** Input **
>> Start

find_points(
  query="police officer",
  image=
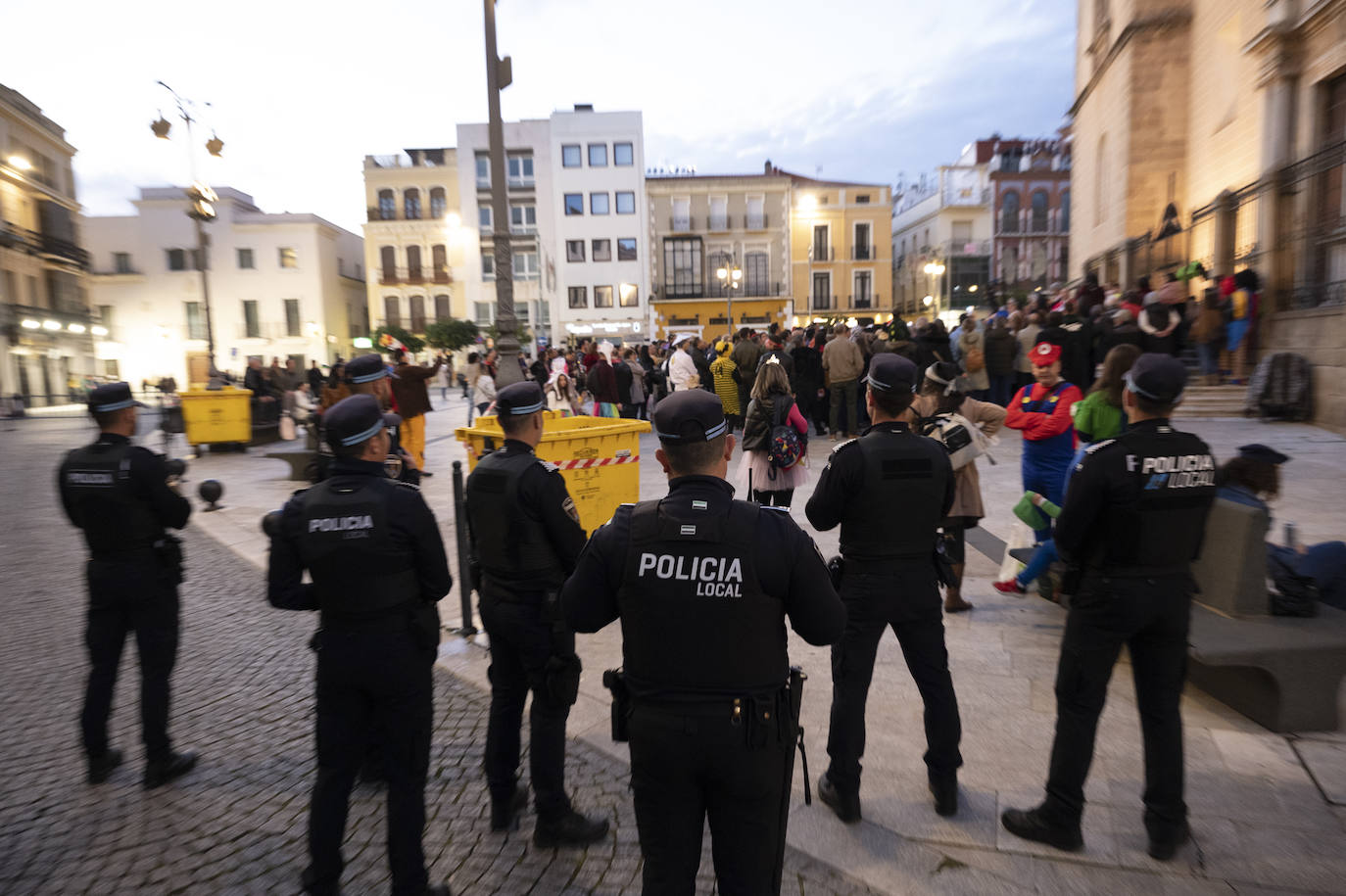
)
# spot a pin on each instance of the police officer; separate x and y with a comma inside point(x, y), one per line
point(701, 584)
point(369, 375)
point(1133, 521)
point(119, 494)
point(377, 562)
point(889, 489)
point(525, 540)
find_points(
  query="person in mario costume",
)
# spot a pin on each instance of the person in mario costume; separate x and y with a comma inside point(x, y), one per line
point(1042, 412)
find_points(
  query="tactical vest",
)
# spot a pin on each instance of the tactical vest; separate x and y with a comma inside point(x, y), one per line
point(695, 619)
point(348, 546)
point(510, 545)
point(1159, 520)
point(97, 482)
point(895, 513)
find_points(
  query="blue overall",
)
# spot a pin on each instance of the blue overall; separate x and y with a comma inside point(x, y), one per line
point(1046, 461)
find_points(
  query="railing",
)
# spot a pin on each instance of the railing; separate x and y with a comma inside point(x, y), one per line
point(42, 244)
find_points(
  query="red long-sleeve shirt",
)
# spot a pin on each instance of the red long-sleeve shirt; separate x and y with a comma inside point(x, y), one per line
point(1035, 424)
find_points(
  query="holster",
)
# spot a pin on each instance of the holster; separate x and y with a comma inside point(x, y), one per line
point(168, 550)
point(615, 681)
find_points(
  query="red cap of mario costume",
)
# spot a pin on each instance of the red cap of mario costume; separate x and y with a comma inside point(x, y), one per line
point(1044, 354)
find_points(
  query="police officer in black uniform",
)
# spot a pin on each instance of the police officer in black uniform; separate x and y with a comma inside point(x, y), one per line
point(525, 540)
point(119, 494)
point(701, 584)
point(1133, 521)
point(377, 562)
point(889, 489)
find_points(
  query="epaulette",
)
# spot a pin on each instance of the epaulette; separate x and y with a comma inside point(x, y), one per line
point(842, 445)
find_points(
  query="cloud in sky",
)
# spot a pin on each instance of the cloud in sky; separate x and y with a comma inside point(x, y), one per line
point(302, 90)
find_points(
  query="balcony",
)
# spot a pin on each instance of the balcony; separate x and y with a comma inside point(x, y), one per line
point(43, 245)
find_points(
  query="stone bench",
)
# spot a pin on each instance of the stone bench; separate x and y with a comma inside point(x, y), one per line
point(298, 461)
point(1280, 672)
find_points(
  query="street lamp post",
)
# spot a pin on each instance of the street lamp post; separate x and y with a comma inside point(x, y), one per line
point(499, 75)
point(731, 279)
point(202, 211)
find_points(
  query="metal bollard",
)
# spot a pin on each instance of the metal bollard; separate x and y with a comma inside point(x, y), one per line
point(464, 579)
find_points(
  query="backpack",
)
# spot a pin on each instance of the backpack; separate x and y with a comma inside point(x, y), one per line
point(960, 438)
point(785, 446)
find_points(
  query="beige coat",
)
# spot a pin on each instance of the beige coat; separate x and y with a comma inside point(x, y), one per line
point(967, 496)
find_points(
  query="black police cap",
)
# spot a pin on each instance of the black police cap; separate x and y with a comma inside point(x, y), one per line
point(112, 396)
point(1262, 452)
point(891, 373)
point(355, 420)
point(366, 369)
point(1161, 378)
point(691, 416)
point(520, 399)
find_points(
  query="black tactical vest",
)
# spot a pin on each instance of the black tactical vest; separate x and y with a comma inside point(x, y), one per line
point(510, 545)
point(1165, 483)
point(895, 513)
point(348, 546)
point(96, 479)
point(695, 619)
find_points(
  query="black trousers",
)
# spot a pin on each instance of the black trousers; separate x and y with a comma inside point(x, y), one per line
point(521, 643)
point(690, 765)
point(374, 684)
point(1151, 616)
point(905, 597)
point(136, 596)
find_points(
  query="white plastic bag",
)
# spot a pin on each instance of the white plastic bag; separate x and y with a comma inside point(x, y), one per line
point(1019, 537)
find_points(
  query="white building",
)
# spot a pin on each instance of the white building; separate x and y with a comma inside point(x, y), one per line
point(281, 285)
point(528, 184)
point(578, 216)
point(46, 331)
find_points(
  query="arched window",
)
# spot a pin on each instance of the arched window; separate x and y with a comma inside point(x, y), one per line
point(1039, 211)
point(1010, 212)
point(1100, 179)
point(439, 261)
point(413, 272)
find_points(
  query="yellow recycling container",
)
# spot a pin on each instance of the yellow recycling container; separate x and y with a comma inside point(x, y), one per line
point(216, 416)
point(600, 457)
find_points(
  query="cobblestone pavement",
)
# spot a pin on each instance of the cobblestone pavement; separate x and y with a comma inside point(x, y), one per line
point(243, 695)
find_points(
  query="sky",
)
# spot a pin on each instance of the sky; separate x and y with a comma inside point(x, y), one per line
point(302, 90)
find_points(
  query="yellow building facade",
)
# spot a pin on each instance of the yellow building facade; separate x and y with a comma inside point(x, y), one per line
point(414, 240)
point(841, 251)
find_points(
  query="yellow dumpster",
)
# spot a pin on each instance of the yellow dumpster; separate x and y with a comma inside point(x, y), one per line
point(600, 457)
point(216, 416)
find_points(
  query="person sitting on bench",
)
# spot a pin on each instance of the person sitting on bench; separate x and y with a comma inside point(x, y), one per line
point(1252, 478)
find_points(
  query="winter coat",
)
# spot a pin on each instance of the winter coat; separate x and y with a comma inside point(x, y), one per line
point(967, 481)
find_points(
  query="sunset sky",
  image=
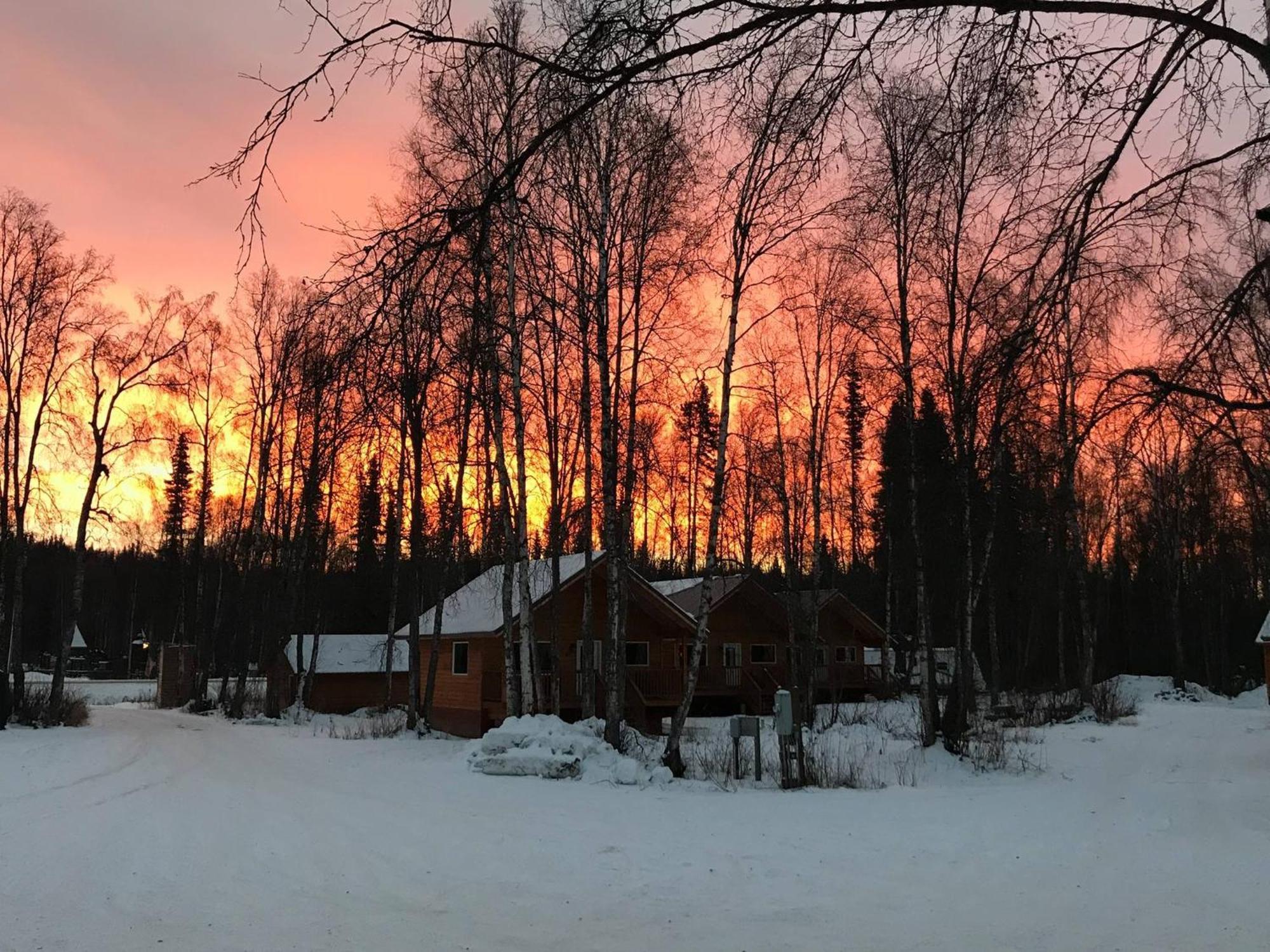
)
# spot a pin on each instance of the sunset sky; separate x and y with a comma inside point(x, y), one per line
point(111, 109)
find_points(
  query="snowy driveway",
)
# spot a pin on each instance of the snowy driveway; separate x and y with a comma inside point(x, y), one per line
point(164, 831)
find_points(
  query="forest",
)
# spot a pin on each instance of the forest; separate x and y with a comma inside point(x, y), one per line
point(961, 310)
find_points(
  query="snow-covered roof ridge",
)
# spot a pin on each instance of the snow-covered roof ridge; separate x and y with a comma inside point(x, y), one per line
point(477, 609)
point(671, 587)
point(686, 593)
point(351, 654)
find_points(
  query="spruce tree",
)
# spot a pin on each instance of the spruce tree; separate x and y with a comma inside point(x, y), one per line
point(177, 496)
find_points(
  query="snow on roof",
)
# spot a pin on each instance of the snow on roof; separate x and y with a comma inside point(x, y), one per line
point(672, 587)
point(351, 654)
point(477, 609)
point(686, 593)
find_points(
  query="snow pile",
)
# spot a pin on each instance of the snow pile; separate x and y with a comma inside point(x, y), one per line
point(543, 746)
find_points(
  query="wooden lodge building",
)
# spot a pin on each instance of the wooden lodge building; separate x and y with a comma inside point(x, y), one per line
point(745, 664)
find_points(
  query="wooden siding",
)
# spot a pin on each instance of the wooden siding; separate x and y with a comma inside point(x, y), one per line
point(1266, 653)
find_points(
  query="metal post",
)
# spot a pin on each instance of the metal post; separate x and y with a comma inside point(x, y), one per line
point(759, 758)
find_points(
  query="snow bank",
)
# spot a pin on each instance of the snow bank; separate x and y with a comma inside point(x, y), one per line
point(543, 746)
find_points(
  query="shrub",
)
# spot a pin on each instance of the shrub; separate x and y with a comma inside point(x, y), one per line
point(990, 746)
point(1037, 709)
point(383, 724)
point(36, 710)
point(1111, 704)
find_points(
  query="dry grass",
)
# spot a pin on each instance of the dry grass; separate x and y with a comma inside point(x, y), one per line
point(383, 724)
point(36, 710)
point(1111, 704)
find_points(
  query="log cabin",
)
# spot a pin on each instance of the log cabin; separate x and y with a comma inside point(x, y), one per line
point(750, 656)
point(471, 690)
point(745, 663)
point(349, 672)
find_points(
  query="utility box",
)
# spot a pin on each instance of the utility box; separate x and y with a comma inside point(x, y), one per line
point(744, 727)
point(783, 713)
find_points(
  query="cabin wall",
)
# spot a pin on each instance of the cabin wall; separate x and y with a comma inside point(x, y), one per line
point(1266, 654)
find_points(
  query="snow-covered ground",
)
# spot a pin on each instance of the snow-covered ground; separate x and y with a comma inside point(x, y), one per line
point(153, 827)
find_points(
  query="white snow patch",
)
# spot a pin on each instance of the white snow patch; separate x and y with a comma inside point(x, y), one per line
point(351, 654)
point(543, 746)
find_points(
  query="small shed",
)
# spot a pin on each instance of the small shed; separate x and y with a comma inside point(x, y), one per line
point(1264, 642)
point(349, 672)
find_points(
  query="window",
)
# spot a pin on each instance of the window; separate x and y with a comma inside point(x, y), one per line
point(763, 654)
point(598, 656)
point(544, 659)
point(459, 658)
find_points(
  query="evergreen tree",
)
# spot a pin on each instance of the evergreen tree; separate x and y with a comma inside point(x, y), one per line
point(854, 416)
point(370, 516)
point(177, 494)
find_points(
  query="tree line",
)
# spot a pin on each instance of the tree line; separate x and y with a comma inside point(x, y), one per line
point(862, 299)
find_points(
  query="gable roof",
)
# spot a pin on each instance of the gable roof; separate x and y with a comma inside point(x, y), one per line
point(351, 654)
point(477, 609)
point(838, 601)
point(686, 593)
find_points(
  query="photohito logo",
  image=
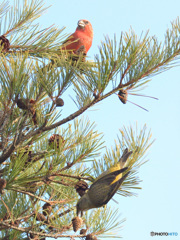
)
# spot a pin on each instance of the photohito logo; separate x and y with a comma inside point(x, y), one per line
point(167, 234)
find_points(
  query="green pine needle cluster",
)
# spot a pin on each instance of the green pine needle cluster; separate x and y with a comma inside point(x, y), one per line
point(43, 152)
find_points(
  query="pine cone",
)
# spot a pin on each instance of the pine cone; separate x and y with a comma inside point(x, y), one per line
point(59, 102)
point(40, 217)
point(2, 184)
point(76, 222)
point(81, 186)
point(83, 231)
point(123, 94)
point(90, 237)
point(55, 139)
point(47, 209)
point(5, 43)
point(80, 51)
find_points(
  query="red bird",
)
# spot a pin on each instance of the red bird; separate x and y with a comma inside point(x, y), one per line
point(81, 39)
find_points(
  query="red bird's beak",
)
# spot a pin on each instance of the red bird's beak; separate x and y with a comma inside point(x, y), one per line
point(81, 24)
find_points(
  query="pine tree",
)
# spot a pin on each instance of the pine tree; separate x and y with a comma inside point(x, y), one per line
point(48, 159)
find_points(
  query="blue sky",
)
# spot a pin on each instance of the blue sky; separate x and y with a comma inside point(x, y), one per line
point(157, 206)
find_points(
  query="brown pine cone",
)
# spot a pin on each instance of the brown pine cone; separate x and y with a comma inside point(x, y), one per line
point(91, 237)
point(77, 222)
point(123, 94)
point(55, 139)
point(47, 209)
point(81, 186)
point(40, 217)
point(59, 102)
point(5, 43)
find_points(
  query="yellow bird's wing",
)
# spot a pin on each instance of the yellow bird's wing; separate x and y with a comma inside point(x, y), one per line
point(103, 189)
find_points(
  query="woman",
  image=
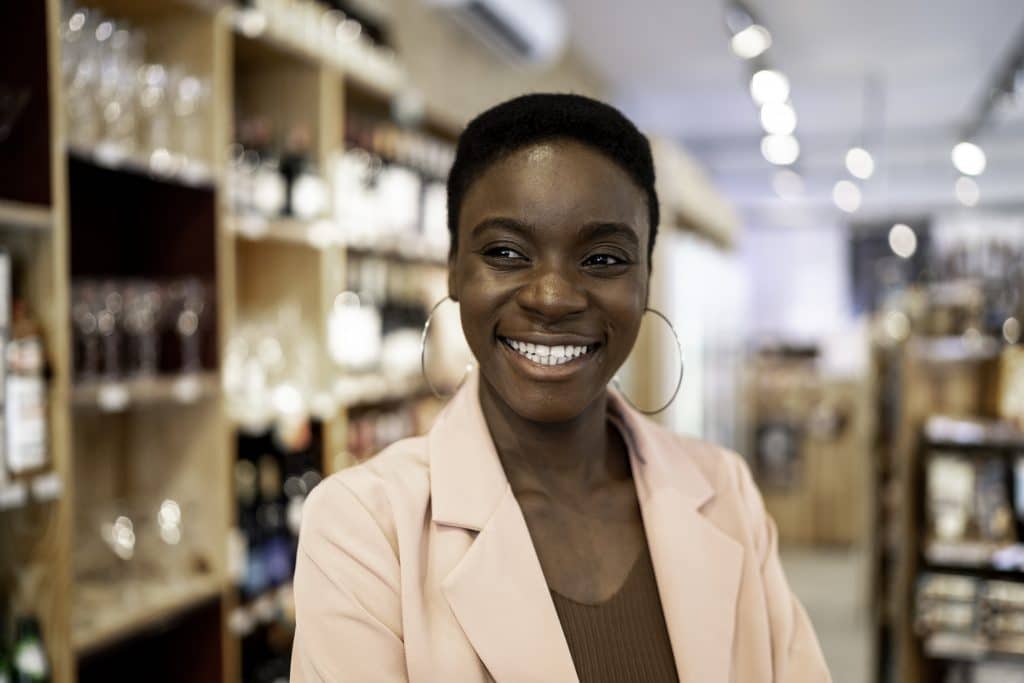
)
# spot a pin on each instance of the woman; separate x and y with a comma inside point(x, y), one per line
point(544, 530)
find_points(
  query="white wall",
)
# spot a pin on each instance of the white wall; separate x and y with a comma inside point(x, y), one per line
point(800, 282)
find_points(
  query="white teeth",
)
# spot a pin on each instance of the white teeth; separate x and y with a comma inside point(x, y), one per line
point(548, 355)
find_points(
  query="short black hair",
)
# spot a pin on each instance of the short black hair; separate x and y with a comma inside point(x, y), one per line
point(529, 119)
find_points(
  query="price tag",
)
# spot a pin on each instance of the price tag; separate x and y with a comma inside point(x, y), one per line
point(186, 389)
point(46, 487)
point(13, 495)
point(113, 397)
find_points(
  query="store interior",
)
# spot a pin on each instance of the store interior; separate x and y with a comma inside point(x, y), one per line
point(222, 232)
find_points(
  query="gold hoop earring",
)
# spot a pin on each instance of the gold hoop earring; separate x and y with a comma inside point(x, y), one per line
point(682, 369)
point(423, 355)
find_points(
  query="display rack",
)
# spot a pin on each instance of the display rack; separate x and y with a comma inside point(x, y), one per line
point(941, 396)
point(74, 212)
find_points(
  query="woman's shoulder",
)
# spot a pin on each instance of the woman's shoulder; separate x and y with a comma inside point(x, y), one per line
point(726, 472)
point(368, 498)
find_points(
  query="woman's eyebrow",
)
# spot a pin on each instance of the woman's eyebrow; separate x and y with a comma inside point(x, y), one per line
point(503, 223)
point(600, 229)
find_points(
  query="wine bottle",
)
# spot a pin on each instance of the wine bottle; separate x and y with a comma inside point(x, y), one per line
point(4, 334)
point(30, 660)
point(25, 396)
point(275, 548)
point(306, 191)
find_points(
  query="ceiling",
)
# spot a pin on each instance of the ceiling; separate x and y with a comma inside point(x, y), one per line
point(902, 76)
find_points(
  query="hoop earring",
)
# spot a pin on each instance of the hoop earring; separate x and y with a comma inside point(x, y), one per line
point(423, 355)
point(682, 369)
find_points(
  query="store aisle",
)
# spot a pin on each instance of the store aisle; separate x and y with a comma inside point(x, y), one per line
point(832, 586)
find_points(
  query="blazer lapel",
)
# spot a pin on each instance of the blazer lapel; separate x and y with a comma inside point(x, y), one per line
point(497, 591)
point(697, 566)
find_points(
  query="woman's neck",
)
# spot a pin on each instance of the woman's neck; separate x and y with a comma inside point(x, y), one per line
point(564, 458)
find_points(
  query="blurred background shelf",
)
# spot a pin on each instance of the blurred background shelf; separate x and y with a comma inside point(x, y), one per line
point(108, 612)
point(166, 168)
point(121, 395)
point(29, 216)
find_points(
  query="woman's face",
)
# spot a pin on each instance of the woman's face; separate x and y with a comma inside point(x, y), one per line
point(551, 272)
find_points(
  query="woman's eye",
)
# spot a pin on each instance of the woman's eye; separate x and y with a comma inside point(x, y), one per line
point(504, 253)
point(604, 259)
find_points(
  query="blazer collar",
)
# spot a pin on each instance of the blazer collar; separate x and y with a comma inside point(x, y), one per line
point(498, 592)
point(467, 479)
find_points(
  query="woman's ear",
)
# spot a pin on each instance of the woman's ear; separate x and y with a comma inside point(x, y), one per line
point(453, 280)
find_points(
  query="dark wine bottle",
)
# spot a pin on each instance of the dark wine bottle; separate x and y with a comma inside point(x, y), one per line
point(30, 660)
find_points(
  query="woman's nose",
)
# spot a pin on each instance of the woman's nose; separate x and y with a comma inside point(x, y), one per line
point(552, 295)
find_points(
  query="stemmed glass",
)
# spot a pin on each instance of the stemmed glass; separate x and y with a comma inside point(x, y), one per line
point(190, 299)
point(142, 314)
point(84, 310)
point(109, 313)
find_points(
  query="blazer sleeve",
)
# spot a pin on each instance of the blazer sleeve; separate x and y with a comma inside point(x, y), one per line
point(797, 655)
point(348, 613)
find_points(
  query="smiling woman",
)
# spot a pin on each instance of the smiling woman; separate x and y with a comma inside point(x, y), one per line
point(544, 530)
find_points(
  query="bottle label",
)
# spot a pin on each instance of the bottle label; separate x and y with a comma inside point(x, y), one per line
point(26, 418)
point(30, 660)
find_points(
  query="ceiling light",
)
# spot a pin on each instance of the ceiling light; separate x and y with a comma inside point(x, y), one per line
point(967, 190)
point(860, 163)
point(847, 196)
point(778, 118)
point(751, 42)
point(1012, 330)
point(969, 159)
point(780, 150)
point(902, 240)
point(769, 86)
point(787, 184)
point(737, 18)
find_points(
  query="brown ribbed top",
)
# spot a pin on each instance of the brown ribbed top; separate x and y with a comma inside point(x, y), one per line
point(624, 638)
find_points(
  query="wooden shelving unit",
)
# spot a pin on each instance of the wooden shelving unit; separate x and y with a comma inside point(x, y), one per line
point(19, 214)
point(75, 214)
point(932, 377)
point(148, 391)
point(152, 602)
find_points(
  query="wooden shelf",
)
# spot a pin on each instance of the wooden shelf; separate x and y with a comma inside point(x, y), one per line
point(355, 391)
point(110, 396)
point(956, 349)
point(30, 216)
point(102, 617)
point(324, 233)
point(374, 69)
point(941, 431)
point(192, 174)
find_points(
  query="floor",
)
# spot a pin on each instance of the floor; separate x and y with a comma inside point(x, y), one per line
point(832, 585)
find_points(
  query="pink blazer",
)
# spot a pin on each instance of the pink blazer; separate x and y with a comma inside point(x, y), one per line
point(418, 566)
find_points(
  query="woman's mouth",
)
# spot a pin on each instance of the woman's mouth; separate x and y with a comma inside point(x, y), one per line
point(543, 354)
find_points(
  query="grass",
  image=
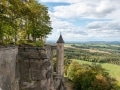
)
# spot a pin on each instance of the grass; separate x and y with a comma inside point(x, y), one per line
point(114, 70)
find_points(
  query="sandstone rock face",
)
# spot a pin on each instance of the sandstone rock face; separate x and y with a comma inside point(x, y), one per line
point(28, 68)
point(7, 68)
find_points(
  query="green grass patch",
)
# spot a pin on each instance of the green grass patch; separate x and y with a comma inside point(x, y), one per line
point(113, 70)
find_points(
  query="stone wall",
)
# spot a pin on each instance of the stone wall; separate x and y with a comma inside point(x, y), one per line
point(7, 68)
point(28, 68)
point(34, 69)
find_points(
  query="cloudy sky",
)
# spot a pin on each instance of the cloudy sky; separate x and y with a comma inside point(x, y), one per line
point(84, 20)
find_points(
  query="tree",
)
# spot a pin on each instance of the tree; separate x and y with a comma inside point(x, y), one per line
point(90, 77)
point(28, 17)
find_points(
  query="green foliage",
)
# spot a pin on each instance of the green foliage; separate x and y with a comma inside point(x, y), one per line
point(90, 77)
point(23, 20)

>> End

** Your goal **
Return every line of the entries above that contains the string "light". Matching is case-sensitive.

** Result of this task **
  query="ceiling light",
# spot a pin on each instance of the ceiling light; separate x and y with a comma inside point(x, y), one per line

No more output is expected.